Please reproduce every row below word for word, leaving out the pictures.

Stored data:

>>>>

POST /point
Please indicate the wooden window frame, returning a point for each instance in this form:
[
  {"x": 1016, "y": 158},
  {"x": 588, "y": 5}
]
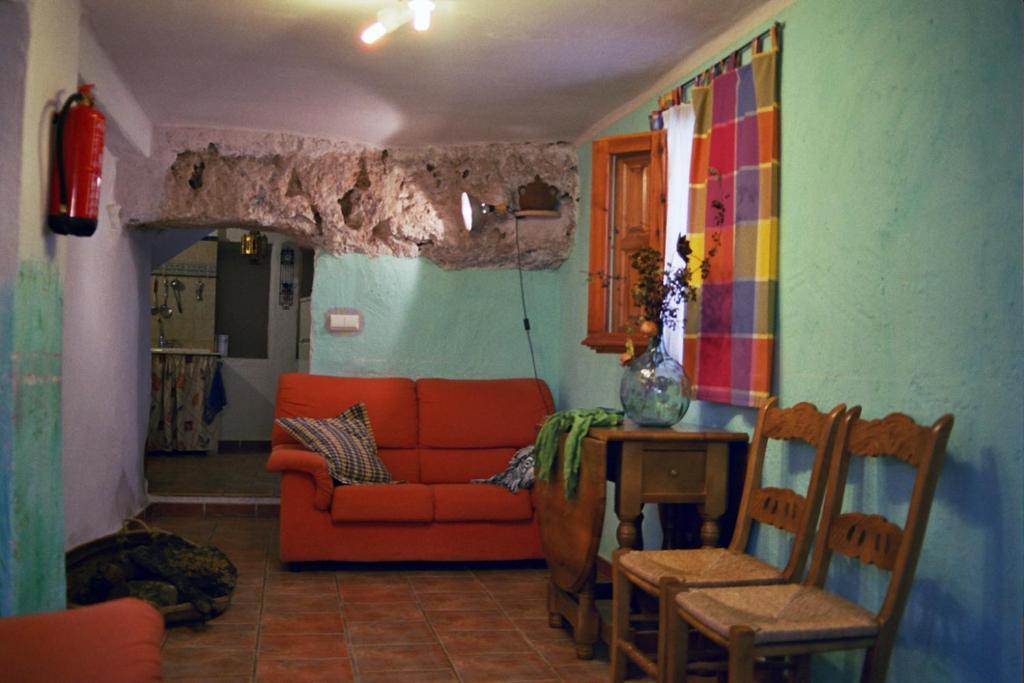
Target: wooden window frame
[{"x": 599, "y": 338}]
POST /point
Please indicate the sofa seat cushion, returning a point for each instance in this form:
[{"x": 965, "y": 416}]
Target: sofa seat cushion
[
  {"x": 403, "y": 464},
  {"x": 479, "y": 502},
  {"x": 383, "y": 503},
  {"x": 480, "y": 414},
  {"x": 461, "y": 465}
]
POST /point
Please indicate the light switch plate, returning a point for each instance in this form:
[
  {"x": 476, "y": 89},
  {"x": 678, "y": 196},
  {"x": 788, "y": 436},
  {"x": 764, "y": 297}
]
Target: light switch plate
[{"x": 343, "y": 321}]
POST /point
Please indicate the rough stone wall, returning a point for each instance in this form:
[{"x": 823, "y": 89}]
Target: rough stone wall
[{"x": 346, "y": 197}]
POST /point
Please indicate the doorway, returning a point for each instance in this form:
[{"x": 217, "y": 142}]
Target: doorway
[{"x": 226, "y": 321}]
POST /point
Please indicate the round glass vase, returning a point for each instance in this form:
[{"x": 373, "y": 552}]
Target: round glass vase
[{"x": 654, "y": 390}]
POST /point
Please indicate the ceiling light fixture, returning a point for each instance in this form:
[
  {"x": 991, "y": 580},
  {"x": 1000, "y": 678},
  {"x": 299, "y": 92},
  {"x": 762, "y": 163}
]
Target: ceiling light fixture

<<<<

Answer to this problem ▸
POST /point
Please indicate the wooden window frame, returning a point for each instance in this form:
[
  {"x": 1016, "y": 158},
  {"x": 588, "y": 5}
]
Target: wooden window frame
[{"x": 599, "y": 338}]
POST /point
Please indicate the sofa seat cushion, returning a point for each instance in this form:
[{"x": 965, "y": 416}]
Target: sofa seat cushion
[
  {"x": 403, "y": 464},
  {"x": 479, "y": 502},
  {"x": 383, "y": 503},
  {"x": 480, "y": 414},
  {"x": 461, "y": 465}
]
POST /point
Please indicate the light switch plate, returning a point for each instance in this form:
[
  {"x": 476, "y": 89},
  {"x": 678, "y": 196},
  {"x": 788, "y": 436},
  {"x": 764, "y": 297}
]
Target: light switch plate
[{"x": 343, "y": 321}]
POST /point
Please indicate the rough stone wall, returning a point for each instance in this form:
[{"x": 823, "y": 89}]
Target: rough stone wall
[{"x": 346, "y": 197}]
POST /point
Please indicate the doorway, returning a point for each instance in this form:
[{"x": 217, "y": 142}]
Target: doorway
[{"x": 226, "y": 321}]
POST /point
Please indicate the round glass vase, returning a point for each instance in this form:
[{"x": 373, "y": 552}]
Target: round glass vase
[{"x": 654, "y": 390}]
POST /point
Please indicate the ceiling light fixture, returning a point for each instance in this form:
[
  {"x": 991, "y": 580},
  {"x": 1000, "y": 678},
  {"x": 299, "y": 92},
  {"x": 762, "y": 163}
]
Target: ceiling light fixture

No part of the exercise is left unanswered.